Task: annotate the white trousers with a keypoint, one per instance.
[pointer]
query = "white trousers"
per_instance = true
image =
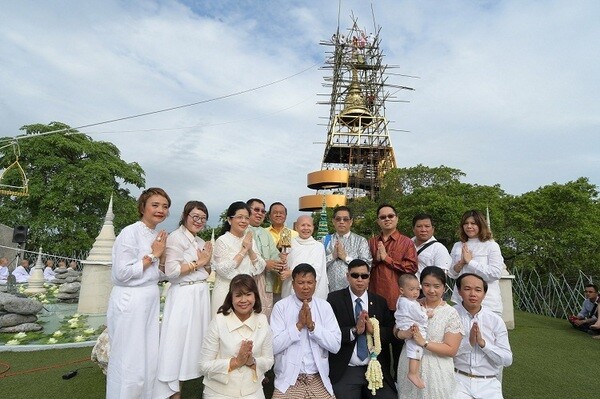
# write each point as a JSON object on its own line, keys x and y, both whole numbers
{"x": 133, "y": 333}
{"x": 477, "y": 388}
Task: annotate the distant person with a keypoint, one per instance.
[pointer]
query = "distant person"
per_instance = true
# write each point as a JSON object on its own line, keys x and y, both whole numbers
{"x": 186, "y": 312}
{"x": 430, "y": 252}
{"x": 347, "y": 368}
{"x": 238, "y": 348}
{"x": 596, "y": 326}
{"x": 305, "y": 249}
{"x": 49, "y": 274}
{"x": 478, "y": 253}
{"x": 305, "y": 331}
{"x": 4, "y": 272}
{"x": 268, "y": 250}
{"x": 342, "y": 247}
{"x": 409, "y": 312}
{"x": 134, "y": 304}
{"x": 485, "y": 349}
{"x": 587, "y": 316}
{"x": 236, "y": 252}
{"x": 21, "y": 272}
{"x": 444, "y": 334}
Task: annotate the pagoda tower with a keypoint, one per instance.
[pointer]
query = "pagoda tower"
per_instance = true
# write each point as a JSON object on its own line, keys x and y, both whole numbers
{"x": 358, "y": 151}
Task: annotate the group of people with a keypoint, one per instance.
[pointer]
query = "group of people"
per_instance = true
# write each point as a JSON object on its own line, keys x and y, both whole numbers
{"x": 318, "y": 312}
{"x": 22, "y": 273}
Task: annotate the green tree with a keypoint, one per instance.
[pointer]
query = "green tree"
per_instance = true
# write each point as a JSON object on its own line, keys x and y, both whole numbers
{"x": 555, "y": 228}
{"x": 71, "y": 178}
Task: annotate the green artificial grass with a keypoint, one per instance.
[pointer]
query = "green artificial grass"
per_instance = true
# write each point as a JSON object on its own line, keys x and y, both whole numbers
{"x": 551, "y": 360}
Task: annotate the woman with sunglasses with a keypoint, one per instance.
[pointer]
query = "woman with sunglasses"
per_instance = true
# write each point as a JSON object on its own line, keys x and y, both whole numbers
{"x": 235, "y": 253}
{"x": 187, "y": 308}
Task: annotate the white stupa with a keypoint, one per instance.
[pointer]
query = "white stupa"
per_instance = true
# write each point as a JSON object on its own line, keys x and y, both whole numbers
{"x": 36, "y": 281}
{"x": 96, "y": 282}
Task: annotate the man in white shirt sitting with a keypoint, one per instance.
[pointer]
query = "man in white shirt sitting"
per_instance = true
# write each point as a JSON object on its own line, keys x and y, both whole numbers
{"x": 3, "y": 270}
{"x": 485, "y": 349}
{"x": 21, "y": 272}
{"x": 305, "y": 330}
{"x": 430, "y": 252}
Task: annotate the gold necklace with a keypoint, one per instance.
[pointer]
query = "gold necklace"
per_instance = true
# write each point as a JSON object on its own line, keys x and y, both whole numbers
{"x": 434, "y": 307}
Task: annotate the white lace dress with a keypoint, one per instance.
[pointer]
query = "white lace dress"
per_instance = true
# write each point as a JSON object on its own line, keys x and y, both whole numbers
{"x": 437, "y": 372}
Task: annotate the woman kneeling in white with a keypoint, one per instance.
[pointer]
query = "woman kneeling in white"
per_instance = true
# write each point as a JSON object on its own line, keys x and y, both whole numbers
{"x": 238, "y": 348}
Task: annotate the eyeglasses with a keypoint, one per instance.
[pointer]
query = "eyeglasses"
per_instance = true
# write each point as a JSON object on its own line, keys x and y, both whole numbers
{"x": 198, "y": 218}
{"x": 342, "y": 219}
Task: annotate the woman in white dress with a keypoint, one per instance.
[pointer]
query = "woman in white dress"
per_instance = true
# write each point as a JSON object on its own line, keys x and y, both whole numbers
{"x": 235, "y": 252}
{"x": 238, "y": 348}
{"x": 444, "y": 334}
{"x": 134, "y": 303}
{"x": 187, "y": 309}
{"x": 478, "y": 253}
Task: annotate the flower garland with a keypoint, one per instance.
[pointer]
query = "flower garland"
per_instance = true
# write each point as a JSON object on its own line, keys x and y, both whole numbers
{"x": 374, "y": 374}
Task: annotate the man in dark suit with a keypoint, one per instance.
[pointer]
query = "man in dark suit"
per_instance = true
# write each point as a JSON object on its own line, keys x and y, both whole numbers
{"x": 353, "y": 306}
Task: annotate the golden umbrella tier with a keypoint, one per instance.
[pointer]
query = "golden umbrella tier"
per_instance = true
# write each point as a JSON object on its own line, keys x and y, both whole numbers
{"x": 311, "y": 203}
{"x": 328, "y": 178}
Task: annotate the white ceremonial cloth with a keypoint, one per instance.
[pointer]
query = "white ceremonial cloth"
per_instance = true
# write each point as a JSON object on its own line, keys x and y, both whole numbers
{"x": 487, "y": 263}
{"x": 312, "y": 252}
{"x": 226, "y": 248}
{"x": 132, "y": 316}
{"x": 49, "y": 274}
{"x": 186, "y": 315}
{"x": 21, "y": 275}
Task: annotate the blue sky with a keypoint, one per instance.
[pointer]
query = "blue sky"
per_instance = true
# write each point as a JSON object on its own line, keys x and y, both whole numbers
{"x": 507, "y": 90}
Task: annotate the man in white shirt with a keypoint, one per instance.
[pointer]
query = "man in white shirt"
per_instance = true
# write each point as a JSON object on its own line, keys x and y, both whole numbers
{"x": 430, "y": 252}
{"x": 485, "y": 349}
{"x": 21, "y": 272}
{"x": 3, "y": 269}
{"x": 342, "y": 247}
{"x": 305, "y": 330}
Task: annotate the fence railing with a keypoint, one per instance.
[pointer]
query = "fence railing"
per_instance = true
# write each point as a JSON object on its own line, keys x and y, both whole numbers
{"x": 548, "y": 294}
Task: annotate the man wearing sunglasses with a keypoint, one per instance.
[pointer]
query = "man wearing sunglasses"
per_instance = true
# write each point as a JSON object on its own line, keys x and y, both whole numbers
{"x": 393, "y": 254}
{"x": 268, "y": 250}
{"x": 348, "y": 366}
{"x": 342, "y": 247}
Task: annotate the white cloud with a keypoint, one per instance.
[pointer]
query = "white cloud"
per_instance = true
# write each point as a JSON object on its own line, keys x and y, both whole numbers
{"x": 507, "y": 90}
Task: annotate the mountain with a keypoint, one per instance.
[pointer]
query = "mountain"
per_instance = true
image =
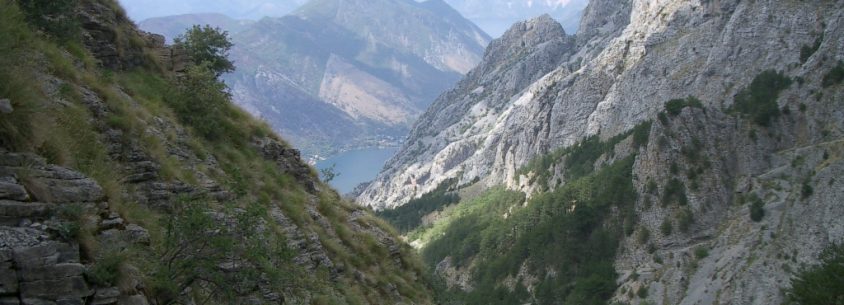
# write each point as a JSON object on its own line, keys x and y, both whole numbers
{"x": 496, "y": 16}
{"x": 670, "y": 152}
{"x": 236, "y": 9}
{"x": 341, "y": 74}
{"x": 128, "y": 176}
{"x": 173, "y": 26}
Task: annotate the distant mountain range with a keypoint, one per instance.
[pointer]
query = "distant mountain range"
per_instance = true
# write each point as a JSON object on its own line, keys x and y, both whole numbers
{"x": 237, "y": 9}
{"x": 493, "y": 16}
{"x": 496, "y": 16}
{"x": 344, "y": 74}
{"x": 173, "y": 26}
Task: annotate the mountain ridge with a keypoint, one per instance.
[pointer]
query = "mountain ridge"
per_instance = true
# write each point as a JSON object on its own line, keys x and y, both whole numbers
{"x": 673, "y": 154}
{"x": 363, "y": 63}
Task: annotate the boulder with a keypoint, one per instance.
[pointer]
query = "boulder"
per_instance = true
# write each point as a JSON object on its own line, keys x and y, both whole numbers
{"x": 11, "y": 190}
{"x": 106, "y": 296}
{"x": 133, "y": 300}
{"x": 9, "y": 301}
{"x": 13, "y": 212}
{"x": 8, "y": 279}
{"x": 55, "y": 184}
{"x": 137, "y": 234}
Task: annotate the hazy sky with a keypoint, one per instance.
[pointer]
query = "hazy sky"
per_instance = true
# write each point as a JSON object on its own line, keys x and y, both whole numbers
{"x": 494, "y": 16}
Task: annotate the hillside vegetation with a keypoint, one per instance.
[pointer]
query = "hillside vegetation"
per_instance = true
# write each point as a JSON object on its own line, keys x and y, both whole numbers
{"x": 225, "y": 212}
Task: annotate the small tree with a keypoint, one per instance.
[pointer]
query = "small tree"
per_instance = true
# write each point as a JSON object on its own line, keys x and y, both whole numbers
{"x": 208, "y": 45}
{"x": 329, "y": 173}
{"x": 823, "y": 284}
{"x": 201, "y": 100}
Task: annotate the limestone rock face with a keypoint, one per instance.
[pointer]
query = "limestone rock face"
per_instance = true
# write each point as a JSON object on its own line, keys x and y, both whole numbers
{"x": 627, "y": 61}
{"x": 451, "y": 131}
{"x": 37, "y": 265}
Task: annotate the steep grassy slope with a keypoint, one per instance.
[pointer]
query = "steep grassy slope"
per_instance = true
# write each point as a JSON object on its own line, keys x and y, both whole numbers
{"x": 361, "y": 70}
{"x": 681, "y": 153}
{"x": 146, "y": 205}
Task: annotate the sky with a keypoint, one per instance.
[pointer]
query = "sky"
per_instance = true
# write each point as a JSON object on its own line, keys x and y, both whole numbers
{"x": 493, "y": 16}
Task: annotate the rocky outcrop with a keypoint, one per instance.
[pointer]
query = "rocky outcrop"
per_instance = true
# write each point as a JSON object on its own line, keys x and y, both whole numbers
{"x": 6, "y": 106}
{"x": 351, "y": 73}
{"x": 450, "y": 132}
{"x": 622, "y": 75}
{"x": 39, "y": 264}
{"x": 113, "y": 39}
{"x": 629, "y": 59}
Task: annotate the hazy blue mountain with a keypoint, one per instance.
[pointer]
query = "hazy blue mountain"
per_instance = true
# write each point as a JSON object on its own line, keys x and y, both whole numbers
{"x": 493, "y": 16}
{"x": 339, "y": 74}
{"x": 238, "y": 9}
{"x": 496, "y": 16}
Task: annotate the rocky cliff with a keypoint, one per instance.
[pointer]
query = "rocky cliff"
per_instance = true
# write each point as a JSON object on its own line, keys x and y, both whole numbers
{"x": 740, "y": 101}
{"x": 108, "y": 197}
{"x": 340, "y": 74}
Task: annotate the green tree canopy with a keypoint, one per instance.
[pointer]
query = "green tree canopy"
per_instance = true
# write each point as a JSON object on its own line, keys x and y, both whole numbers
{"x": 208, "y": 45}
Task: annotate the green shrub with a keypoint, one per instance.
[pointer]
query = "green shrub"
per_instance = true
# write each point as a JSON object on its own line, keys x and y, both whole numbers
{"x": 641, "y": 134}
{"x": 666, "y": 227}
{"x": 701, "y": 252}
{"x": 807, "y": 51}
{"x": 807, "y": 190}
{"x": 821, "y": 284}
{"x": 106, "y": 270}
{"x": 835, "y": 76}
{"x": 208, "y": 45}
{"x": 577, "y": 242}
{"x": 643, "y": 236}
{"x": 675, "y": 192}
{"x": 675, "y": 106}
{"x": 642, "y": 293}
{"x": 409, "y": 216}
{"x": 201, "y": 101}
{"x": 759, "y": 100}
{"x": 685, "y": 219}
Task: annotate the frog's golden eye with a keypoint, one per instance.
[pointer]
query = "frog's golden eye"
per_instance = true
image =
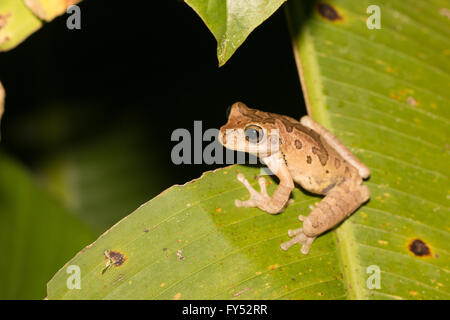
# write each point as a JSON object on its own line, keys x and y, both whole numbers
{"x": 254, "y": 133}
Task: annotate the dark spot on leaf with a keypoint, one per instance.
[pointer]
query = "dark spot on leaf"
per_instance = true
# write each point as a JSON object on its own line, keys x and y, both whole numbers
{"x": 419, "y": 248}
{"x": 116, "y": 258}
{"x": 327, "y": 11}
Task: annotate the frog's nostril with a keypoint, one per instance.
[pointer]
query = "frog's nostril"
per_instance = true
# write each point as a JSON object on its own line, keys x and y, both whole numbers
{"x": 228, "y": 111}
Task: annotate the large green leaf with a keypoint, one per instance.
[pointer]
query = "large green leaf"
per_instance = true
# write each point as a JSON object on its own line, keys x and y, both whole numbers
{"x": 191, "y": 242}
{"x": 232, "y": 21}
{"x": 37, "y": 234}
{"x": 384, "y": 93}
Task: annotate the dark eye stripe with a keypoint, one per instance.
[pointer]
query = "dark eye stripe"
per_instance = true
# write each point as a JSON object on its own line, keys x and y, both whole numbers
{"x": 254, "y": 134}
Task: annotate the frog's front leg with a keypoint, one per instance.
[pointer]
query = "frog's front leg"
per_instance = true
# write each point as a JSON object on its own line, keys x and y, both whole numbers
{"x": 338, "y": 204}
{"x": 262, "y": 200}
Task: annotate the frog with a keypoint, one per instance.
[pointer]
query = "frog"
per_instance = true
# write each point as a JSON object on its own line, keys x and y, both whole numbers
{"x": 297, "y": 152}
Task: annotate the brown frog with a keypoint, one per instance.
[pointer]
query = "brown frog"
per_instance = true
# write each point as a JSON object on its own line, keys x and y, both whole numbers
{"x": 303, "y": 152}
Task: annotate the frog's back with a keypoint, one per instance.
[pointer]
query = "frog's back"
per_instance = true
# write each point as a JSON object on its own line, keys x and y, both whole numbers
{"x": 312, "y": 162}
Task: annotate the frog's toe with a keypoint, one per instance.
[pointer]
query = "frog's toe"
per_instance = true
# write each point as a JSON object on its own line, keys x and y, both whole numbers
{"x": 298, "y": 237}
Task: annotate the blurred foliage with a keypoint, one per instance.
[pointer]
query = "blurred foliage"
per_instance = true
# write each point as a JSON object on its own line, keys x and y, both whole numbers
{"x": 37, "y": 233}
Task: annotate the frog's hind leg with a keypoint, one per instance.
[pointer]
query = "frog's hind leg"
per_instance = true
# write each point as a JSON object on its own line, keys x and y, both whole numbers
{"x": 338, "y": 204}
{"x": 333, "y": 141}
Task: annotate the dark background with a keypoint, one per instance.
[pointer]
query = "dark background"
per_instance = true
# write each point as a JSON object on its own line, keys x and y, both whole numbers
{"x": 105, "y": 99}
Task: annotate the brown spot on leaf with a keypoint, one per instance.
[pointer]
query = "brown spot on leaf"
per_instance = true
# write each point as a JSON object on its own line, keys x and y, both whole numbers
{"x": 4, "y": 19}
{"x": 419, "y": 248}
{"x": 327, "y": 11}
{"x": 322, "y": 154}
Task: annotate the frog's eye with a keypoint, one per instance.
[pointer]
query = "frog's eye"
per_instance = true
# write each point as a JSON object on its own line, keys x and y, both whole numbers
{"x": 228, "y": 111}
{"x": 254, "y": 134}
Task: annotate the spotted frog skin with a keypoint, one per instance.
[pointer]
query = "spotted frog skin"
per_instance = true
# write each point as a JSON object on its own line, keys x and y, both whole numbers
{"x": 302, "y": 152}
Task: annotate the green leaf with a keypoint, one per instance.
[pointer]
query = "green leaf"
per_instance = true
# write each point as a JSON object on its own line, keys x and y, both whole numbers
{"x": 232, "y": 21}
{"x": 191, "y": 242}
{"x": 37, "y": 235}
{"x": 385, "y": 94}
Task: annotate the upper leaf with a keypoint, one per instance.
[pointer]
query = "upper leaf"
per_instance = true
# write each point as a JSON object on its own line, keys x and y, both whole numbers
{"x": 231, "y": 21}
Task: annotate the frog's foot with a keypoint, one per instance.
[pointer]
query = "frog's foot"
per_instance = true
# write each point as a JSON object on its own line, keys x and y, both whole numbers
{"x": 256, "y": 198}
{"x": 298, "y": 237}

Task to carry out: Starting at the line that contains "Task: annotate the spotted", copy each line exactly through the end of the listing above. Include that first line and the last one, and add nothing.

Output of the task:
Task: annotate the spotted frog skin with a keypoint, one per instance.
[pointer]
query = "spotted frog skin"
per_instance = true
# write each point as a JSON object on its own line, keys x and y, both whole numbers
{"x": 302, "y": 152}
Task: annotate the green leaf with a keypoint, one per instance.
[pointer]
query = "green leaf"
per_instance = true
# write each point as a JSON object on its own line, keys x and y, both whole numbers
{"x": 232, "y": 21}
{"x": 191, "y": 242}
{"x": 37, "y": 235}
{"x": 385, "y": 94}
Task: annotate the upper leaf with a keypoint, one per instance.
[pointer]
query = "upper leaf"
per_instance = true
# write each point as a JSON object on its own line, keys x and y, both whole numbers
{"x": 231, "y": 21}
Task: annotate the frog's foot with a keypoint, one per instance.
[pointer]
query = "frog's foot"
per_instance = true
# write each point as a JSON object on its own line, keys x and y, both whole numbers
{"x": 256, "y": 198}
{"x": 298, "y": 237}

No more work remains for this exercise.